** START **

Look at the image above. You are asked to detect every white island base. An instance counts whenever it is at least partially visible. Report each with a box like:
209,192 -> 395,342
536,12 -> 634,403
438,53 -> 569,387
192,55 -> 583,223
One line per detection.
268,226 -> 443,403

** END **

*Given problem*: Please rescale the records by repeating every line, requests included, with each box coordinate in the answers multiplied by 2.4 and rounded to a whole number, halves up. Leave the numbers in the requests and their sample boxes as they are.

*Answer to this exercise*:
Look at the image above. You are asked to detect every white island base. An instance counts whenever it is at least partially visible. Report each with a box like:
209,192 -> 395,342
536,12 -> 634,403
438,53 -> 569,387
192,55 -> 583,223
One line per detection.
643,542 -> 1063,967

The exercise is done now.